■ **Text provided**

::::::::

New Supplier Contracts
The drop in some of the commodity prices have been so sudden that supplier pricing strategies and proposals, and the response from procurement managers, need to be looked at very carefully.
As suppliers start the process of offering price proposals for 2009, for example, many may reflect the prices of several weeks back, before the most recent commodity cost declines, and propose price increases to buyers supposedly due to higher costs at the supplier that do not reflect the latest market conditions.
“We've seen a number of 2009 contracts that propose higher prices for a range of products,” one director of procurement for an office products company told SCDigest last week.
“I’m telling my people: Get smart. Look at their cost drivers. They have changed significantly. Their input prices are going down. We should not be looking at price increases in most cases, but price decreases.”
In some cases, the changes in input costs are clear; for example, lower corn prices will directly reduce the cost to produce a derivative product, such as corn syrup.
In some cases, the connection is less direct. A perfect example is chemicals. Lower oil prices will directly impact the cost of raw materials for the chemicals themselves, but sharply lower natural gas prices should also have a big impact on production costs of most chemical manufacturers, which rely on natural gas to power a high percentage of production processes.

::::::::

■ **Dataset content**
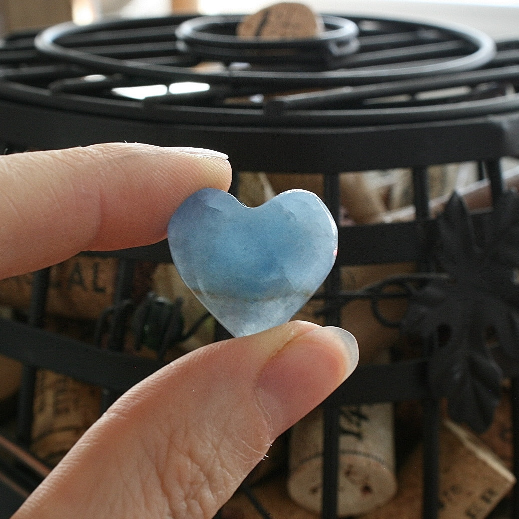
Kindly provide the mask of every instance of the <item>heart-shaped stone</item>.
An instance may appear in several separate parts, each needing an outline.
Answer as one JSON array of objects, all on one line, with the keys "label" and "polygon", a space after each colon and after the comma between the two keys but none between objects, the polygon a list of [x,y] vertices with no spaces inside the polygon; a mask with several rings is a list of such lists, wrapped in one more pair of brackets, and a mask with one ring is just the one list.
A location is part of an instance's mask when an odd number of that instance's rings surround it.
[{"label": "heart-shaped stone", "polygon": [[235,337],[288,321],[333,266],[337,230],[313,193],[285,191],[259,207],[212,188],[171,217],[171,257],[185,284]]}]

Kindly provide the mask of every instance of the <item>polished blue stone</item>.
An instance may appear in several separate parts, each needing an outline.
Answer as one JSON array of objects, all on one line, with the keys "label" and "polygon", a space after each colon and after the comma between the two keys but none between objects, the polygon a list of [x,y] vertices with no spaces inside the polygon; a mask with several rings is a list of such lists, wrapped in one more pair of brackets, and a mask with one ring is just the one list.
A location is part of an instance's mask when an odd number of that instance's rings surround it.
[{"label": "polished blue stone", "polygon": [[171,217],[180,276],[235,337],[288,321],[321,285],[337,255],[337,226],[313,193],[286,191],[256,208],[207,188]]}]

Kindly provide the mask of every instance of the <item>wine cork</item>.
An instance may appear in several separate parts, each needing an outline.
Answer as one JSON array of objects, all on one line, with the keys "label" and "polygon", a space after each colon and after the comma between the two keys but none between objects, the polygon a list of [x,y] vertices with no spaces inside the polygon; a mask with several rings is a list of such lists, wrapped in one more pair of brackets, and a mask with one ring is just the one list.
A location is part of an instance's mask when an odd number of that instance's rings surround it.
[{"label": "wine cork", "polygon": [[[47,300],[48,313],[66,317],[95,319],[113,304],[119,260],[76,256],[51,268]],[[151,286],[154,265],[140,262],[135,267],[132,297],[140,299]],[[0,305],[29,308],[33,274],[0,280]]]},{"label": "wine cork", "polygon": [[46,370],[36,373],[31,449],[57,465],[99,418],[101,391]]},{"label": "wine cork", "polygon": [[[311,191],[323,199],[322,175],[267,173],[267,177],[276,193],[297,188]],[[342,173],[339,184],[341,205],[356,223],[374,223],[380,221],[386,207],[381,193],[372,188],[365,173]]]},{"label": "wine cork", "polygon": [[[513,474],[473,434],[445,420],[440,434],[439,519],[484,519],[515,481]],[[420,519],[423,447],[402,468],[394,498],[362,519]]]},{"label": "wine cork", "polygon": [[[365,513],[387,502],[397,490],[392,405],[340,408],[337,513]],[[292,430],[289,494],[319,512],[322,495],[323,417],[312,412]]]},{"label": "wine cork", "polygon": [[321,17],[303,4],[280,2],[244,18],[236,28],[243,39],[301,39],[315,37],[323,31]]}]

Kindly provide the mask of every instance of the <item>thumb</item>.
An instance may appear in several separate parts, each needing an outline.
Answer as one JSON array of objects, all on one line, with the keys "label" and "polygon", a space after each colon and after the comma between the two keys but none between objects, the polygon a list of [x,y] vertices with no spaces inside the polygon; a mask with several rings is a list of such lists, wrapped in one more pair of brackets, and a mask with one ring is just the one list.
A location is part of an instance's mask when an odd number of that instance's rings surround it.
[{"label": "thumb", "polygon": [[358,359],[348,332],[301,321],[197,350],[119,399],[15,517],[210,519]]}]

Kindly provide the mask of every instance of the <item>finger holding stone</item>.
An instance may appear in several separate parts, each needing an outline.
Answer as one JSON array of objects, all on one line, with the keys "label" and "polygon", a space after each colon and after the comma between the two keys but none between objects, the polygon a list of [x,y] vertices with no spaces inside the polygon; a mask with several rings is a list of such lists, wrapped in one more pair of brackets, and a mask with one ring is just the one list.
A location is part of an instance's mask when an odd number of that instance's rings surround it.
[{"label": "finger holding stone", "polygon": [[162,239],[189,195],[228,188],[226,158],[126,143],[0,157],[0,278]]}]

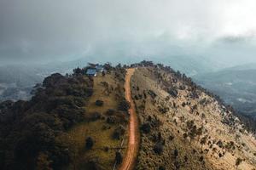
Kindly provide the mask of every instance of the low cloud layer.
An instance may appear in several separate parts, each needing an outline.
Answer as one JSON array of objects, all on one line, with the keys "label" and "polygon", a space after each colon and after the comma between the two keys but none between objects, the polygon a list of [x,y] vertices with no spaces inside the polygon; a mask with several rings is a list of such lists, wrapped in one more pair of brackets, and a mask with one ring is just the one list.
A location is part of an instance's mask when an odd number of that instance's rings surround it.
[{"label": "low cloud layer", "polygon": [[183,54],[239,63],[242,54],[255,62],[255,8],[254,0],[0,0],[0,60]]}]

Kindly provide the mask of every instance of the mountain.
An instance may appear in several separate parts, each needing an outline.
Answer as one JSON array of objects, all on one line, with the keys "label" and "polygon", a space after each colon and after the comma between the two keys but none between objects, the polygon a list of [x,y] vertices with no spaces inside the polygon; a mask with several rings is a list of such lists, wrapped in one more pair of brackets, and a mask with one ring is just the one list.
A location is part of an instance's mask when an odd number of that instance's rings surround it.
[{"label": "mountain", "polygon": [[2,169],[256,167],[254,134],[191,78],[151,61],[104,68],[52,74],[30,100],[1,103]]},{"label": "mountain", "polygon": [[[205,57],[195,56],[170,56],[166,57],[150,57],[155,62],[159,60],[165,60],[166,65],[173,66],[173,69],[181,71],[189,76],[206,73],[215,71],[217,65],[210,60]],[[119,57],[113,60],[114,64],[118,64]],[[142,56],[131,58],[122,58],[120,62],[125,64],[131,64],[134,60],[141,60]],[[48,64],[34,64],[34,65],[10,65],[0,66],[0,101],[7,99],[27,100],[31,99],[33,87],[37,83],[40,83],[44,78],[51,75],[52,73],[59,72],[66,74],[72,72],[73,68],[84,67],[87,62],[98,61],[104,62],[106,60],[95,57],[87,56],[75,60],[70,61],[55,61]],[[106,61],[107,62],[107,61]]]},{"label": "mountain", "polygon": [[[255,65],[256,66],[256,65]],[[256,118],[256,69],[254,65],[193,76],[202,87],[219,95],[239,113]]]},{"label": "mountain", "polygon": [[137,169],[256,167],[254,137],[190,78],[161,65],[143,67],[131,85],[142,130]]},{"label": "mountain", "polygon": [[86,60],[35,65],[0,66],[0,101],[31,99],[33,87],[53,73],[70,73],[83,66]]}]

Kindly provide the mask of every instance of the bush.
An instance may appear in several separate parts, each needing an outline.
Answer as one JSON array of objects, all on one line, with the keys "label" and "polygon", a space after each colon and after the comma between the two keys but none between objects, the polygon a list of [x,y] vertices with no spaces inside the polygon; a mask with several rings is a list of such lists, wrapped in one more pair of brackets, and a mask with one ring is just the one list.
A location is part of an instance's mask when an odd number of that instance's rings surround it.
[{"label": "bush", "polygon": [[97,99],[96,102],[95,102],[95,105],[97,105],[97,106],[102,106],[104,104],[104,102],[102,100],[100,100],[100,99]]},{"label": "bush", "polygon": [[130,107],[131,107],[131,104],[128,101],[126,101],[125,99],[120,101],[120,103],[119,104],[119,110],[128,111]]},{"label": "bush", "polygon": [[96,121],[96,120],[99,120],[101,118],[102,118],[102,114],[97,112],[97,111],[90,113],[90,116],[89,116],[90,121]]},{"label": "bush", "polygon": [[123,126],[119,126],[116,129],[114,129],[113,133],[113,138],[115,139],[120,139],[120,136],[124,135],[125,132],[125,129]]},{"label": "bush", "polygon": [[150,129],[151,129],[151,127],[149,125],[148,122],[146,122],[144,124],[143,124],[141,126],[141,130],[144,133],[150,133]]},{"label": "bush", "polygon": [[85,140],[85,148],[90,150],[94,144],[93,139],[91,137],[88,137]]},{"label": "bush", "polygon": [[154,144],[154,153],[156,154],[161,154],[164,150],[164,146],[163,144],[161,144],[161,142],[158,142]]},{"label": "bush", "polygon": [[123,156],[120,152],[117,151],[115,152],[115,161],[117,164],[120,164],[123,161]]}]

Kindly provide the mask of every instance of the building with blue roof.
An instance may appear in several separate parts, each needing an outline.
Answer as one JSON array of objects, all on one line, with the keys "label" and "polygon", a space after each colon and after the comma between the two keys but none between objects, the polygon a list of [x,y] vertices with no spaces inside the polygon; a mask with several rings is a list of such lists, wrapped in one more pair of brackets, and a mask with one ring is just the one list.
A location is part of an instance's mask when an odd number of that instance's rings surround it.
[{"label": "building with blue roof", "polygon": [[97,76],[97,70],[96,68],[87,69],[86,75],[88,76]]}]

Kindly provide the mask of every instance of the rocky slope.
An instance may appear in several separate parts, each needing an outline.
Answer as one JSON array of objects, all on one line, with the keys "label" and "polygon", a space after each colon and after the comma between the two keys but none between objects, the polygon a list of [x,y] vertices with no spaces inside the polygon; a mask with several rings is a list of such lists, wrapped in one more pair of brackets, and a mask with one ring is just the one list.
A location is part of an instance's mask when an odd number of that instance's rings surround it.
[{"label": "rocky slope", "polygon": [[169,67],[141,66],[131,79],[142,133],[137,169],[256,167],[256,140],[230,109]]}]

::::::::

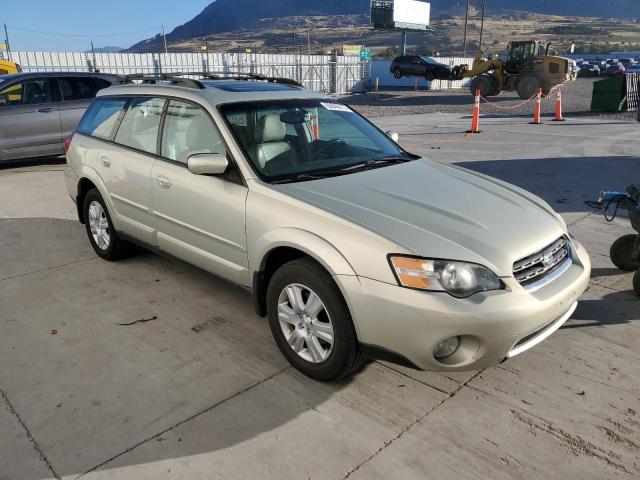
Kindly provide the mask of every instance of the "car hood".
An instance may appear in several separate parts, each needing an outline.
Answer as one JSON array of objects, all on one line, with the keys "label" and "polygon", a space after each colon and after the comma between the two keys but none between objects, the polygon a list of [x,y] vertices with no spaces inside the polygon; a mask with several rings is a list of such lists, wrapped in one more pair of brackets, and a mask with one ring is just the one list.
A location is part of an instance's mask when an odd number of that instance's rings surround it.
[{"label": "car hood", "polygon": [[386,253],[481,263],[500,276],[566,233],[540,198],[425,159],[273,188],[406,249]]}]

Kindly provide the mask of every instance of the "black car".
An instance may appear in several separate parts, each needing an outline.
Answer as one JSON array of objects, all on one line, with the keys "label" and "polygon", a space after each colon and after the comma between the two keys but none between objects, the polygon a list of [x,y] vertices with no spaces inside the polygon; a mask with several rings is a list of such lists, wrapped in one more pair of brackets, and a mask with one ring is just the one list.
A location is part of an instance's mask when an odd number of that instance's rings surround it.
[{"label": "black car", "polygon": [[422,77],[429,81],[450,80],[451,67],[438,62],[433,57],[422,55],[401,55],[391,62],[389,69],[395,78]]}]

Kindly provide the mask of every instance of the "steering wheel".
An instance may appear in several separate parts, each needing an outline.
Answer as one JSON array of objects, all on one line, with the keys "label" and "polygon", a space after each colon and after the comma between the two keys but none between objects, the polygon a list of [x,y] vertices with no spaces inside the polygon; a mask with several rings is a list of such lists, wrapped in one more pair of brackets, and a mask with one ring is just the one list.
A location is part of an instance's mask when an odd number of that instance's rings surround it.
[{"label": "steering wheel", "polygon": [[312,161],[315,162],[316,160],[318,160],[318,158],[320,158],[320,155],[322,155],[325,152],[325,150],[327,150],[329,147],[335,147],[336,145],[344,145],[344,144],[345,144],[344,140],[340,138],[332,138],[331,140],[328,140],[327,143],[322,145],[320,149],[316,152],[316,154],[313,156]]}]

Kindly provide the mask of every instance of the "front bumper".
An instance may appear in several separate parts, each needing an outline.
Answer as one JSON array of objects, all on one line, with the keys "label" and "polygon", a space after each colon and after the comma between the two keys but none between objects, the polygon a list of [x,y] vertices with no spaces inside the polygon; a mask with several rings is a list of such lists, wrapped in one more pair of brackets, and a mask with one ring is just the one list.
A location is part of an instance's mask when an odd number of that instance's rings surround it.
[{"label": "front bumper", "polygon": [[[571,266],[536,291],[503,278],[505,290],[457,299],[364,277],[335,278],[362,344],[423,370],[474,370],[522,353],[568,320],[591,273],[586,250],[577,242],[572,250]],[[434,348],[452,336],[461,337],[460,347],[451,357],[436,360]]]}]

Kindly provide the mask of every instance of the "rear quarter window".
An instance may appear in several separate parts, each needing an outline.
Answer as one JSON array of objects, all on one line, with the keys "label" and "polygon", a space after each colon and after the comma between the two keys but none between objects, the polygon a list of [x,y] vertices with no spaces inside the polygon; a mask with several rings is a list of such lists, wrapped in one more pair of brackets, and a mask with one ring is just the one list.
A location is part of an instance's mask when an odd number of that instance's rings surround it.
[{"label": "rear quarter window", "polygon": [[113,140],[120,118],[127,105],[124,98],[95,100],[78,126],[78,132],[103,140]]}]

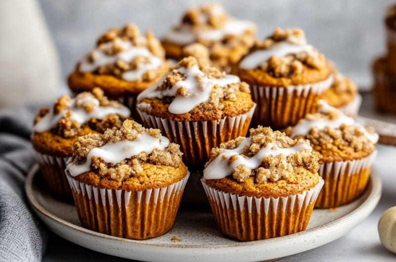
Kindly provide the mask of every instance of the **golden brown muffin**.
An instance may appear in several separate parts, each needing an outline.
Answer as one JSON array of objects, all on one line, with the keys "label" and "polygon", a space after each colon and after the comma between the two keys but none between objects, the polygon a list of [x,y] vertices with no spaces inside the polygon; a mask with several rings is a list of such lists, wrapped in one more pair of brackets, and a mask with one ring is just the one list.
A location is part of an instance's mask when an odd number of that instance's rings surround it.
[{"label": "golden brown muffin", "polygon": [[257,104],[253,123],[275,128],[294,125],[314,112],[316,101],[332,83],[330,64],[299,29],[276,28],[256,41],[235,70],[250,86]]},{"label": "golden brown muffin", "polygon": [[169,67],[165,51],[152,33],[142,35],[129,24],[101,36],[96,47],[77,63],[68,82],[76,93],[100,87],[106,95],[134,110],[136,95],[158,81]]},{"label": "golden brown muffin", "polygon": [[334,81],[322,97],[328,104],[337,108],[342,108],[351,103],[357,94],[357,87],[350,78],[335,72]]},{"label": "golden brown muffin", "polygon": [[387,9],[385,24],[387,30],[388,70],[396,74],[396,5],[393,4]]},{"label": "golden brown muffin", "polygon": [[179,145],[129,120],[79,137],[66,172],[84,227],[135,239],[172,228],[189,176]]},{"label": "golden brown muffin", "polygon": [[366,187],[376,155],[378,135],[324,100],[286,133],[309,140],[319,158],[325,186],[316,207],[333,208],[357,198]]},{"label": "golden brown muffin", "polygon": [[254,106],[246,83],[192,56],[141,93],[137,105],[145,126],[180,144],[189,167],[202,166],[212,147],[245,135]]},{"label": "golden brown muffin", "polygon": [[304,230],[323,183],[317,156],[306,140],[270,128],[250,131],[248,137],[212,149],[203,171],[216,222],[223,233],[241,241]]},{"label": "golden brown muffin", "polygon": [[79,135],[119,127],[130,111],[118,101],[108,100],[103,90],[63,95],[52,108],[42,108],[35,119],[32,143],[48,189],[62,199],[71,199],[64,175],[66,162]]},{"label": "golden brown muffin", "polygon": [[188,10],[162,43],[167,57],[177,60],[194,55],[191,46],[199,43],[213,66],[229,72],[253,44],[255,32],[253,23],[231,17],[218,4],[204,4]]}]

::::::::

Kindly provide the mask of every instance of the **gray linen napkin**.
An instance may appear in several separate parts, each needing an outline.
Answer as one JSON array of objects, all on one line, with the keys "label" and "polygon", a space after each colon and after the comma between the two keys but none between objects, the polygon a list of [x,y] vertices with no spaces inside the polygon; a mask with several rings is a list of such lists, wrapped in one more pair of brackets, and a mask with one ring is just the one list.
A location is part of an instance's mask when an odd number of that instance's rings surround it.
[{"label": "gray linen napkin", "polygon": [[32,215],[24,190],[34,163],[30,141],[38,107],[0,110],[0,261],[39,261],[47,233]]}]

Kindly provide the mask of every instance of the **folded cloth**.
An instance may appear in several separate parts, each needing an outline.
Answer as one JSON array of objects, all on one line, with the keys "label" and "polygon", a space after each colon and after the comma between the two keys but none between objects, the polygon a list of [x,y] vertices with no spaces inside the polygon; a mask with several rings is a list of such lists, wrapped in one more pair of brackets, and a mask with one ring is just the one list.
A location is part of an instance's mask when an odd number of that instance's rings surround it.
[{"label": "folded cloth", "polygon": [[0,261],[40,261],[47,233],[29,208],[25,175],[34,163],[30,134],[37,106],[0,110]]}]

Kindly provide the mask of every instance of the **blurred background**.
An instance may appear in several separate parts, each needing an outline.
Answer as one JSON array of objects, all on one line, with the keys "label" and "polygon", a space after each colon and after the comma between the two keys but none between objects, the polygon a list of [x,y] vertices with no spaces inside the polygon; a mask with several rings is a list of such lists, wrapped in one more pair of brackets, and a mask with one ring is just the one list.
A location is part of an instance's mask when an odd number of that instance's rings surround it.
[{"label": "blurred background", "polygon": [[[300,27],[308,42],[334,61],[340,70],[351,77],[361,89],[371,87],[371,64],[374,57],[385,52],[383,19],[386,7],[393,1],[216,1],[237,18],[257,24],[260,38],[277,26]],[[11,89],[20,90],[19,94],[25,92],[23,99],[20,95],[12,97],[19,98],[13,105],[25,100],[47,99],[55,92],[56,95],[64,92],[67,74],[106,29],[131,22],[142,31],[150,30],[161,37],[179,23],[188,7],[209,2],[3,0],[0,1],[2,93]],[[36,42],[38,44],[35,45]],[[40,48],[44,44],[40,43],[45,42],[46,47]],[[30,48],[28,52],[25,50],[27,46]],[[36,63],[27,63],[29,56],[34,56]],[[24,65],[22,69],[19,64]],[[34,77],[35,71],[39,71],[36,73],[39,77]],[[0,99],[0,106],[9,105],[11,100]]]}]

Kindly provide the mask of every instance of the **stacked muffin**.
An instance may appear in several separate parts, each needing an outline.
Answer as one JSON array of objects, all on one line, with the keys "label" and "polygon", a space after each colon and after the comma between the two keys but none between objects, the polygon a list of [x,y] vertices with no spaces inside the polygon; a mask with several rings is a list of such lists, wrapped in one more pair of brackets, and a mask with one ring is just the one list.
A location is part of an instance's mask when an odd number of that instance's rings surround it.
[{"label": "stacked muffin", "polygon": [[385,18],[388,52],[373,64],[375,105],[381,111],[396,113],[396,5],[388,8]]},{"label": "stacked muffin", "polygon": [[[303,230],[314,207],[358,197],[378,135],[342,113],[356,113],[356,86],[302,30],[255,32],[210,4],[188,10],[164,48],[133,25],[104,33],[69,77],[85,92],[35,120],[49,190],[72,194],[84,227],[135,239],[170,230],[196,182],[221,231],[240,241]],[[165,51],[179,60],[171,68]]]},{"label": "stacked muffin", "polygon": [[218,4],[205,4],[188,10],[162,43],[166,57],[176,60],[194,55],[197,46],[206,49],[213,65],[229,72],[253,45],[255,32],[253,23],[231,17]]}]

::::::::

■ **Requirement A**
Answer these from the text on new supplier contracts:
(i) What derivative product is named as one whose production cost falls directly with lower corn prices?
(ii) What kind of company employs the director of procurement quoted in the text?
(iii) What do most chemical manufacturers rely on natural gas to do?
■ **Requirement B**
Transcribe the passage of the supplier contracts text between "As suppliers start" and "as corn syrup.", inclusive.

■ **Task solution A**
(i) Corn syrup.
(ii) An office products company.
(iii) To power a high percentage of their production processes.

■ **Task solution B**
As suppliers start the process of offering price proposals for 2009, for example, many may reflect the prices of several weeks back, before the most recent commodity cost declines, and propose price increases to buyers supposedly due to higher costs at the supplier that do not reflect the latest market conditions.
“We've seen a number of 2009 contracts that propose higher prices for a range of products,” one director of procurement for an office products company told SCDigest last week.
“I’m telling my people: Get smart. Look at their cost drivers. They have changed significantly. Their input prices are going down. We should not be looking at price increases in most cases, but price decreases.”
In some cases, the changes in input costs are clear; for example, lower corn prices will directly reduce the cost to produce a derivative product, such as corn syrup.